- **DOCUMENT SEGMENT**
....
What to Eat After Food Poisoning

September 13, 2017

It’s been an hour or two after your meal and you start feeling queasy. What may begin as a slight feeling of discomfort can turn into severe diarrhea, vomiting, fever and stomach cramps, all of which are clear signs of foodborne illness. And unless you immediately visit your doctor and start treating your symptoms, you may experience dehydration, prolonged pain and worsening of your symptoms in more acute situations.

Practically the dandruff of belly troubles, almost 50 million people in the US alone get food poisoning every year, of which approximately 3,000 cases will unfortunately be terminal. For these reasons alone, every household and individual should be prepared on how to implement the best procedure in case you get food poisoning – and a significant portion of that recovery plan includes your post-poisoning nutrition.

Understanding the cause

Unless your food poisoning was caused by a takeaway meal or dining in a restaurant, your culprit might still be hiding in your own kitchen cabinet or the fridge. Hence the need to find what caused the trouble in the first place and also to be able to inform your doctor – and they will then decide which further tests are necessary to exclude any other health problems as a result of a bad meal.

The most common perpetrators are bacteria such as E.coli or Salmonella, parasites or viruses, which can survive in your food due to improper preparation, storage, spoiled ingredients or simply poor choice of supplier. In order to minimize your risks, it’s best to cook your food thoroughly, wash all of your cookware and kitchenware properly before your next use (to prevent cross-contamination) and never keep your meals for too long in the fridge, as it’s better to freeze them or throw them away.

Rehydrate constantly

Even cases of mild loss of bodily fluids can wreak havoc on your immune system and your ability to recover. That is why the key step in your plan should include drinking plenty of fresh water, homemade soups and broth that are rich in electrolytes, vitamins and minerals essential for your recovery, mild herbal teas to soothe your stomach, and even rehydrating solutions from the pharmacy.

In case you’re tempted to drink a glass of cold milk or orange juice, it’s best to resist the temptation. Heavy dairy and citrusy fruits can only worsen your condition, so if you’re craving a cold refreshment, try slowly melting ice cubes in your mouth and drinking cool water instead. If you cannot force yourself to eat and rehydrate because your nausea is persistent, perhaps you’ll need intravenous fluid therapy, which may require hospitalization.
....
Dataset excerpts

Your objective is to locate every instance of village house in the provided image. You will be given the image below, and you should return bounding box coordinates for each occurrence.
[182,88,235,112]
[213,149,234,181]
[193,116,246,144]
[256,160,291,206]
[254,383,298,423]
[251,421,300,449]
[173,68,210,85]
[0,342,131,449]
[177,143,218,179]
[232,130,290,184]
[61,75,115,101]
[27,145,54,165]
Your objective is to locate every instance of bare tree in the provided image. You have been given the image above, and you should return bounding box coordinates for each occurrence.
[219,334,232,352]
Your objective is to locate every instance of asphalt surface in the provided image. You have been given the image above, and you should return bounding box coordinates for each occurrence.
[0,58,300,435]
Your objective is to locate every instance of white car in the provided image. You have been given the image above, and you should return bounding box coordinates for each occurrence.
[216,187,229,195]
....
Can you retype the food poisoning article's text between "Practically the dandruff" and "a bad meal.", inclusive?

Practically the dandruff of belly troubles, almost 50 million people in the US alone get food poisoning every year, of which approximately 3,000 cases will unfortunately be terminal. For these reasons alone, every household and individual should be prepared on how to implement the best procedure in case you get food poisoning – and a significant portion of that recovery plan includes your post-poisoning nutrition.

Understanding the cause

Unless your food poisoning was caused by a takeaway meal or dining in a restaurant, your culprit might still be hiding in your own kitchen cabinet or the fridge. Hence the need to find what caused the trouble in the first place and also to be able to inform your doctor – and they will then decide which further tests are necessary to exclude any other health problems as a result of a bad meal.